Records provided =

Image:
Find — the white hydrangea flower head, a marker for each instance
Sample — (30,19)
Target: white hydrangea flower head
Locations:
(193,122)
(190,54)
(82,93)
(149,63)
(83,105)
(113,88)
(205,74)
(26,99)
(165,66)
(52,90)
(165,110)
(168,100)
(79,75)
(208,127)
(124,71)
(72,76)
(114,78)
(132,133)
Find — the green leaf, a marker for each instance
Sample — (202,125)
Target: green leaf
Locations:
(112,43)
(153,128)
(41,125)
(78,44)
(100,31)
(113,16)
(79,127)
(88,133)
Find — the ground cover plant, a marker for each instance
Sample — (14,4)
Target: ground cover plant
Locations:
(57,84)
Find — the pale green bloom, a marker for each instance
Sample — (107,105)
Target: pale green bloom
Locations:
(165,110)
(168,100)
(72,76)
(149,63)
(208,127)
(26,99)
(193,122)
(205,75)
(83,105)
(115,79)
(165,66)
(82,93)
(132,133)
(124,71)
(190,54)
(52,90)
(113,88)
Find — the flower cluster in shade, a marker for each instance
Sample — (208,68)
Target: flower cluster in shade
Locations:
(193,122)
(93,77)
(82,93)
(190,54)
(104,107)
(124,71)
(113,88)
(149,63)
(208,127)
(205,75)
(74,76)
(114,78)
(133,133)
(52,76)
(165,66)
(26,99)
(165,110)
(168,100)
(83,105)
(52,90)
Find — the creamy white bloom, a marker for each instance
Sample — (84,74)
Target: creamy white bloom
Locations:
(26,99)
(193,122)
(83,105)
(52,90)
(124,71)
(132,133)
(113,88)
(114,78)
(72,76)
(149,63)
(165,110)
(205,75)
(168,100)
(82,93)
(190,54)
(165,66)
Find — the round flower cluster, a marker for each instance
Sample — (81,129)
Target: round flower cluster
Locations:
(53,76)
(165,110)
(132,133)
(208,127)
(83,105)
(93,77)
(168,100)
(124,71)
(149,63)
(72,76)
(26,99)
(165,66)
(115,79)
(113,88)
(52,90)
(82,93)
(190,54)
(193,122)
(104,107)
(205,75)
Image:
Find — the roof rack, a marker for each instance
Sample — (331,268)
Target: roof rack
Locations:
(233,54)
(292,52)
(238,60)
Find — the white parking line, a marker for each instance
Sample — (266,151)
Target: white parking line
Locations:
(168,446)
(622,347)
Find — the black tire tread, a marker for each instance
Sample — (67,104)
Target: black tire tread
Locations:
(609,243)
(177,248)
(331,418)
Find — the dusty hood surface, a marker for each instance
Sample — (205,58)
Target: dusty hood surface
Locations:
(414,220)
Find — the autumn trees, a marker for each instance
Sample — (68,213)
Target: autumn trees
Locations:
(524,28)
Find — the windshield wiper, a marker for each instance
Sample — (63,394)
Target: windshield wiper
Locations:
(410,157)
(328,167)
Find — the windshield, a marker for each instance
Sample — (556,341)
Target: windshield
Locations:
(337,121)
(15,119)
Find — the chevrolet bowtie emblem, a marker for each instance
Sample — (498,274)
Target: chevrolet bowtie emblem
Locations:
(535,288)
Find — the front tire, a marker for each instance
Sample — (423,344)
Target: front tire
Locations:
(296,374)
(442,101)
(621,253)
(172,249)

Work task =
Go through the material and set every line down again exactly.

Task answer =
Image:
Find — the white hydrangea flower head, a marker for each instance
Sample — (30,19)
Target: white hydrangea flower head
Locations:
(193,122)
(190,54)
(82,93)
(149,63)
(83,105)
(113,88)
(205,74)
(26,99)
(165,66)
(52,90)
(165,110)
(168,100)
(79,75)
(208,127)
(124,71)
(72,76)
(114,78)
(132,133)
Find — the green leaf, a marker for each instance
Sample — (202,125)
Target: green leaf
Locations:
(112,43)
(153,128)
(41,125)
(78,44)
(100,31)
(113,16)
(79,127)
(88,133)
Find — the ground cover plant, a marker for each instance
Sample — (14,4)
Target: ground cover plant
Locations:
(57,84)
Find — the pale green bloom, a marker for each instance
Sample — (107,105)
Target: pale green bloom
Locations:
(165,110)
(168,100)
(72,76)
(149,63)
(208,127)
(26,99)
(193,122)
(205,75)
(83,105)
(115,79)
(165,66)
(82,93)
(132,133)
(124,71)
(190,54)
(52,90)
(113,88)
Find — the flower cluster in shade, a marker for each instance
Sample — (208,68)
Target: flower cluster in shade
Locations:
(193,122)
(93,77)
(82,93)
(190,54)
(104,107)
(124,71)
(113,88)
(149,63)
(208,127)
(205,75)
(74,76)
(114,78)
(133,133)
(52,76)
(165,66)
(26,99)
(165,110)
(168,100)
(83,105)
(52,90)
Find — the creamy white bloom, a marker for each instance
Sample — (84,74)
Target: creamy white bloom
Locations:
(26,99)
(193,122)
(83,105)
(52,90)
(124,71)
(132,133)
(113,88)
(114,78)
(72,76)
(149,63)
(165,110)
(205,75)
(168,100)
(82,93)
(190,54)
(165,66)
Find — the round flower cluster, a marker for each instance
Sample — (81,129)
Target: round flower cluster
Locations:
(53,76)
(165,110)
(132,133)
(208,127)
(83,105)
(93,77)
(168,100)
(124,71)
(149,63)
(72,76)
(26,99)
(165,66)
(115,79)
(113,88)
(52,90)
(82,93)
(190,54)
(193,122)
(104,107)
(205,75)
Image:
Find — the roof rack, a marker for each instance
Sample — (331,268)
Target: roof rack
Locations:
(233,54)
(292,52)
(238,60)
Find — the white parking line, a marker for each instance
Sample — (266,151)
Target: white parking line
Locations:
(168,446)
(622,347)
Find — the black tire tread, a marker for each instance
Sample — (67,104)
Target: black tire tread
Locations:
(609,243)
(177,248)
(331,418)
Find — the dusty hood surface, a marker for each instance
Sample — (205,58)
Target: dusty hood surface
Locations:
(414,220)
Find — the autumn trees, a marker for each instance
Sample — (68,213)
Target: autumn trees
Locations:
(524,28)
Find — the windshield wiper, a marker for each instance
Sample — (63,394)
Target: windshield wiper
Locations:
(410,157)
(328,167)
Find — the windshield, a marker for each instance
Sample — (556,341)
Target: windshield
Locations:
(337,121)
(15,119)
Find — the chevrolet bowtie emblem, a marker for each instance
Sample — (498,274)
Target: chevrolet bowtie emblem
Locations:
(535,288)
Find — the front tire, a marker for each instance
Sample — (423,344)
Target: front tire
Locations:
(296,374)
(442,101)
(621,253)
(172,249)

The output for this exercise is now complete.